## Source text
- - - - -

/ Denali Memory Blog
 

Archives for: January 2010

By Steve Leibson for Denali Software

If you’re waiting for solid-state drives (SSDs) to overtake hard-disk drives (HDDs) as the storage device of choice in computers, servers, and consumer devices then Objective Analysis’ Jim Handy has a message for you: It’s not happening any time soon. Handy’s been following storage trends for many years. He’s tracked the pricing trends of HDDs for a while and SSDs for their short but dynamic life. Based on his presentation at the recent Storage Visions 2010 conference in Las Vegas, here’s what Handy forecasts:


Courtesy of Objective Analysis (www.objective-analysis.com)

The cost/Gbyte for HDDs is roughly 20x lower than for SSDs and Handy expects that relationship to be stable for the next 20 years. Sure, the cost/Gbyte will decrease for both types of storage device, but HDDs will remain the low-cost leader for high-capacity storage.

These predictions are built on some “basic truths”:

These raw numbers are fascinating, but the implications for storage consumers and marketers are even more interesting. For example, Handy asked the question “What can you do with $10 of NAND Flash memory now and what will you be able to do with it in twenty years?” He answered that question with the following graph:


Courtesy of Objective Analysis (www.objective-analysis.com)

Today, you can store about a thousand songs on $10 worth of NAND Flash memory. You can store perhaps one or two standard-definition (DVD-quality) movies or two HD (Blu-ray quality) movies. As NAND Flash capacities rise, you’ll be able to store more music and more movies for that same $10. Around the year 2026 or 2027, said Handy, you’ll be able to store the entire iTunes music catalog—all 10 million songs—on $10 worth of NAND Flash. That information nugget suggests that there will someday be consumer-class devices that will ship pre-loaded with every song you might ever want and that you’ll merely pay a fee to unlock the songs that you want to hear. Don’t believe it? Well, back in the year 2000, the music companies didn’t believe they’d be selling songs by subscription instead of quaint plastic discs called CDs. Now CD sales are way down and iTunes rules the roost with downloadable music.

Then Handy asked a similar question about HDDs: What can you do with a $50 HDD? Here’s the graph he showed to answer that question:


Courtesy of Objective Analysis (www.objective-analysis.com)

Today, you can store more than 100,000 songs or 100 DVD-quality movies on a $50 HDD. By the year 2017, you’ll be putting the entire iTunes catalog, all 10 million songs, on that same HDD. By the year 2025, you’ll be able to fit the entire Internet Movie Database (www.IMDB.com) movie catalog—500,000 films—on one $50 HDD. By then, once again, you may be buying a consumer product preloaded with every movie ever made and simply paying a fee to watch the movies you want.

- - - - -

## Provided data
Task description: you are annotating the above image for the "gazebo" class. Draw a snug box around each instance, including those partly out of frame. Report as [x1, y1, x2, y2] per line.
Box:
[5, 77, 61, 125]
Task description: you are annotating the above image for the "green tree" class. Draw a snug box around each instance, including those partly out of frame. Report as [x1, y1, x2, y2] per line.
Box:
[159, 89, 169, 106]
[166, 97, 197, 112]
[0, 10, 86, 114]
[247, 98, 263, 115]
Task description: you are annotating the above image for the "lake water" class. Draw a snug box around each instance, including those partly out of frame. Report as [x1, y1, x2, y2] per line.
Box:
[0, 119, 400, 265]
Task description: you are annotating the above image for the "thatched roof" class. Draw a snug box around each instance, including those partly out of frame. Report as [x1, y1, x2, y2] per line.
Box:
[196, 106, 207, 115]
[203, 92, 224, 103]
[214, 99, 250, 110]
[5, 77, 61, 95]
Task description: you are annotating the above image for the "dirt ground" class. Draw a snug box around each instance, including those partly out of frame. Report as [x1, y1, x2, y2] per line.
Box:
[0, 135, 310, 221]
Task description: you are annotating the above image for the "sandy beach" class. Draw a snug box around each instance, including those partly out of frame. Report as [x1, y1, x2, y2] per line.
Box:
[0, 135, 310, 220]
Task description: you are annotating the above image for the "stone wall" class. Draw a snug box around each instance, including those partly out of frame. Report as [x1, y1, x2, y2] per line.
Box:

- - - - -

## Aim
In the blog post on storage costs, how much lower is the cost per gigabyte of HDDs than that of SSDs?

## Complete output
Roughly 20 times lower.